**TASKS TO COMPLETE**
- 1) In the passage about giving your Social Security number over the Internet, what symbol does it say to look for at the bottom of the page?
- 2) Write what comes next in the passage about giving your Social Security number over the Internet, starting after its last sentence.

**EXCERPT TO READ**

Should I provide my Social Security number over the Internet?

Many individuals now shop on the Internet. In some instances a commercial website might require your SSN, for example if you apply for a credit card online. We advise that you take extra precautions to determine that your personal data is transmitted securely and that it is stored safely by the online business.

Only conduct such transactions with known, reputable companies. Look for the closed padlock symbol on the bottom of the page. Read the company's privacy policy to learn how it safeguards your customer data. If necessary, call the company and talk to an individual who is knowledgeable about its security practices. Do not conduct business with the company if it does not appear to safeguard its customers' data adequately. For more online shopping tips, read the PRC's Fact Sheet number 23, www.privacyrights.org/fs/fs23-shopping.htm.

Be on the alert for unsolicited electronic mail messages in which your SSN and other personal information are requested. Many individuals report having received e-mail messages that appear to be from their Internet Service provider, for example AOL, or from a government agency like the Internal Revenue Service. The message typically states that the company or agency is updating its records and that it needs certain information from you, such as Social Security number. Do not respond to such messages. Even though they appear to be official, these messages and/or websites are a scam. No reputable company or government agency sends unsolicited e-mail messages to individuals in which sensitive personal data is sought in this manner.

**INFORMATION PROVIDED**
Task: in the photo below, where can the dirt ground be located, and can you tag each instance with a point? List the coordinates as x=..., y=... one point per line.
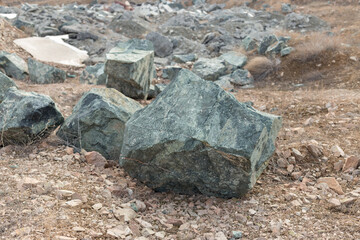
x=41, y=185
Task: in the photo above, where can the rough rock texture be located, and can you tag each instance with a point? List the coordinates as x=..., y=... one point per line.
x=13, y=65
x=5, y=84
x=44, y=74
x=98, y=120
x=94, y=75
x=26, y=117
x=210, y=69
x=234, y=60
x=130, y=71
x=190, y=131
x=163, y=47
* * *
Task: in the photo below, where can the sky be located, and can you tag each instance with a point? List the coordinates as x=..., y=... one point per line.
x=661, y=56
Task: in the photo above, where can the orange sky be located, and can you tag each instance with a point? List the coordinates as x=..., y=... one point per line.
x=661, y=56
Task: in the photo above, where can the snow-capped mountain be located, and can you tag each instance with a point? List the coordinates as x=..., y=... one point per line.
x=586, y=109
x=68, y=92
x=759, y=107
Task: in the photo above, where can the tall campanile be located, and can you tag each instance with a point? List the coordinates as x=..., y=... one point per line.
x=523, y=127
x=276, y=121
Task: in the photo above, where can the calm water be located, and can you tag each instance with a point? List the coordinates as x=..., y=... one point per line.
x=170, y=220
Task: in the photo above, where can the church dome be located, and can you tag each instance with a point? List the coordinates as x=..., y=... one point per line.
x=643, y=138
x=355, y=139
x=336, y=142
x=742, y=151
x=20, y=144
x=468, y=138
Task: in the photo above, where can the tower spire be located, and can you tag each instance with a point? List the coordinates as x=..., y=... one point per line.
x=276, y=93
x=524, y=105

**RESPONSES IN ORDER**
- 1) The closed padlock symbol.

- 2)
Can my employer use my SSN as an employee identification number?

Yes. However, the Social Security Administration discourages employers from displaying Social Security numbers on documents that are viewed by other people such as badges, parking permits, or on lists distributed to employees. Employers do, however, need each employees' Social Security number to report earnings and payroll taxes.

California has a law that prohibits employers from publicly posting or displaying an employee's Social Security number (SSN). The California Office of Privacy Protection has a comprehensive guide that outlines this law in more detail at www.privacy.ca.gov/recommendations/ssnrecommendations.pdf. Another law, effective January 1, 2008, requires employers to print no more than the last four digits of an employee's SSN, or to use an employee ID number other than the SSN, on employee pay stubs or itemized statements.

Why do financial transactions require my Social Security number?

In 1961 the Internal Revenue Service began using Social Security numbers as taxpayer ID numbers (TIN). Therefore, SSNs are required on records of transactions in which the IRS is interested. That includes most banking, stock market, property or other financial transactions as well as employment records. Since your Social Security number must be included on all of these sensitive financial documents, it is important to limit other uses of the number.

How can a school use my Social Security number?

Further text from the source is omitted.